■ What you should do: Please return every line of the records that contains the word "cooling".

Point localization data
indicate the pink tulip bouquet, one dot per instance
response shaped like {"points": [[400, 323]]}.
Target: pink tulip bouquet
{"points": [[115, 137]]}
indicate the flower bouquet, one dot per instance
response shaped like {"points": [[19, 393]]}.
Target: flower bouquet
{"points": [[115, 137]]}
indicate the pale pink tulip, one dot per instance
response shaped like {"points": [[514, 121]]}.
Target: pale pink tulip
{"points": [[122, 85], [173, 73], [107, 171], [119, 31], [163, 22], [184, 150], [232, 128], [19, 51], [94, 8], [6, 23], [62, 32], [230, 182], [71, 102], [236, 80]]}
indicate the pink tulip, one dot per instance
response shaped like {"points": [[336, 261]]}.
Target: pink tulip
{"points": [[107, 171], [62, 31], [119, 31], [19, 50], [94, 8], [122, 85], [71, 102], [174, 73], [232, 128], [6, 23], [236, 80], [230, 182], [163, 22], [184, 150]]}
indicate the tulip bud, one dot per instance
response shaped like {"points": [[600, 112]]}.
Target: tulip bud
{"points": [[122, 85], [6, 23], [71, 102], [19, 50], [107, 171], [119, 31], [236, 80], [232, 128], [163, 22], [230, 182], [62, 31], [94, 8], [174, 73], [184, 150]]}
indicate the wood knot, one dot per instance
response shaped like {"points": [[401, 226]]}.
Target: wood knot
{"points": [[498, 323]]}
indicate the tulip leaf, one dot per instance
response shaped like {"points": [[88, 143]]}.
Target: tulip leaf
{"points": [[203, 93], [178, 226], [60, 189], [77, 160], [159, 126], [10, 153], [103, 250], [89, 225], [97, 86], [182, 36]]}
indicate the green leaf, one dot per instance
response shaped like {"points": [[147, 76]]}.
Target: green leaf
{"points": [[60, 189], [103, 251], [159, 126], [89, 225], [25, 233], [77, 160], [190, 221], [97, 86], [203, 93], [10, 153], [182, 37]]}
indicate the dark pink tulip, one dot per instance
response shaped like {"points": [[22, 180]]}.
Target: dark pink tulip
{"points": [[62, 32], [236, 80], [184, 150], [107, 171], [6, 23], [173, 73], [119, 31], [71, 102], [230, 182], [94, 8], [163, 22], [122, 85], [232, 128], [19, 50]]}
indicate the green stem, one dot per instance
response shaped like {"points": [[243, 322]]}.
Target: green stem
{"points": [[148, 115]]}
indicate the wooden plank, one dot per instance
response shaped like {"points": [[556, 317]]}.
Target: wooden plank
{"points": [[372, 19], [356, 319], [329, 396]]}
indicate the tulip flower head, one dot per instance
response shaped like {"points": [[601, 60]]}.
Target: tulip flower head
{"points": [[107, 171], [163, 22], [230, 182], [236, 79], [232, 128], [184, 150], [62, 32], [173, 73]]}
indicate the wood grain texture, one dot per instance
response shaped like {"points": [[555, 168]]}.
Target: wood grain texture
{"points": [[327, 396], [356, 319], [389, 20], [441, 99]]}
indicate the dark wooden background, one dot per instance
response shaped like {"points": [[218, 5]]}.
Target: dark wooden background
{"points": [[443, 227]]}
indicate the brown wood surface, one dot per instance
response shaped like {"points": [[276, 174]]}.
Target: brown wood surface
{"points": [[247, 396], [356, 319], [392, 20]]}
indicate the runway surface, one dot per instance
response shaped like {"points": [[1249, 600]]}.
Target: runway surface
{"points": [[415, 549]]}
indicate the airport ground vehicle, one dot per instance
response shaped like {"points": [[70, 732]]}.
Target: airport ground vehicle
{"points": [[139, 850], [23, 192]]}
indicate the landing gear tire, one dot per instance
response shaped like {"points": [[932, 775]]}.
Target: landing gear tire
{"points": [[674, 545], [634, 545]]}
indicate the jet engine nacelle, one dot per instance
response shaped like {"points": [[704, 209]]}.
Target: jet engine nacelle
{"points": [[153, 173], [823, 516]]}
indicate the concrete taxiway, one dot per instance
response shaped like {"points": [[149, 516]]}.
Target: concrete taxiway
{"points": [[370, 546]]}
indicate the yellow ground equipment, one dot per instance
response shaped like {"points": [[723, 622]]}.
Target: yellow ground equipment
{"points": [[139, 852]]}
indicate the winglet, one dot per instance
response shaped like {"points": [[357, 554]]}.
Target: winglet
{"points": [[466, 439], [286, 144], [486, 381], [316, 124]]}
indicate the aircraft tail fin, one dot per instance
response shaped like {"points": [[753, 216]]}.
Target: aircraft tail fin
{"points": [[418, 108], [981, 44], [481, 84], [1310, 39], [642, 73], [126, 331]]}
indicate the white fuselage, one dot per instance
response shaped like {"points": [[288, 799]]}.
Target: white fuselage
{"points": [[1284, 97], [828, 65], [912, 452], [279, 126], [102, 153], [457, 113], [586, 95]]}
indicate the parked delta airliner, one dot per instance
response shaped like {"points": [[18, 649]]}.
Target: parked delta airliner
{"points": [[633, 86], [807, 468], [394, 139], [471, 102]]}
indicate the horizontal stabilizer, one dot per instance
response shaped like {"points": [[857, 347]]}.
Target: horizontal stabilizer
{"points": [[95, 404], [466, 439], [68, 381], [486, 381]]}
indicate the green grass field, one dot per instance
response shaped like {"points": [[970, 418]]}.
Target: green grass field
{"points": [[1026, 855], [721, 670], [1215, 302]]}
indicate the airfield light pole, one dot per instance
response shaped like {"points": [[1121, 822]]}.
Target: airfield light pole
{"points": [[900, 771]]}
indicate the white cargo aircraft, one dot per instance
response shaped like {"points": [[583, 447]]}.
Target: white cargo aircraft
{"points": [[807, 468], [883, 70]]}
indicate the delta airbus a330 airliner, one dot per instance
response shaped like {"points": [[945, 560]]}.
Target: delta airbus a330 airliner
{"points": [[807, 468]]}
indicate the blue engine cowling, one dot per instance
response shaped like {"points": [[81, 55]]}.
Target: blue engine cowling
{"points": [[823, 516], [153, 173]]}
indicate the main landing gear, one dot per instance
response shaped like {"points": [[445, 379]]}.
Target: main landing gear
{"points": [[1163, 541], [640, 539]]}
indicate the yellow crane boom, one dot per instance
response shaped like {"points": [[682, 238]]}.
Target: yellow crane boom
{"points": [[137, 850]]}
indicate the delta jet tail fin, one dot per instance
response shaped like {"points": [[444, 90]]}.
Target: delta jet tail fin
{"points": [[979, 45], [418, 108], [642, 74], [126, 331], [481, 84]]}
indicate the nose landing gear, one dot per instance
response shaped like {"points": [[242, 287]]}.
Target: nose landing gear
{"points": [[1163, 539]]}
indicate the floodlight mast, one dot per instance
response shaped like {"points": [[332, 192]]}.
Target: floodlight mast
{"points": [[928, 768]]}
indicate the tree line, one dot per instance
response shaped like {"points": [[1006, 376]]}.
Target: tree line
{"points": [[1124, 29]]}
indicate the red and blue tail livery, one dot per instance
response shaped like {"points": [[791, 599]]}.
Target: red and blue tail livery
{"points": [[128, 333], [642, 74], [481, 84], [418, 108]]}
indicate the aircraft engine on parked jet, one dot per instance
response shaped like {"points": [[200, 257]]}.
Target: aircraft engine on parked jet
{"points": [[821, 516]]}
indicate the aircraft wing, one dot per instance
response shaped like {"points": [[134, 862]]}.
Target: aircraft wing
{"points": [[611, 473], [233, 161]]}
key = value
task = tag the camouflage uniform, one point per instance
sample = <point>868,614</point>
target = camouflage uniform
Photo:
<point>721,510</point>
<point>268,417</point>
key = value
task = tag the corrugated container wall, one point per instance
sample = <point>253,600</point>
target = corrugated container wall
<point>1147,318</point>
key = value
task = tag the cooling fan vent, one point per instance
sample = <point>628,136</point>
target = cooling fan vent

■ Response to the exercise:
task = tag the cooling fan vent, one point per instance
target = cooling fan vent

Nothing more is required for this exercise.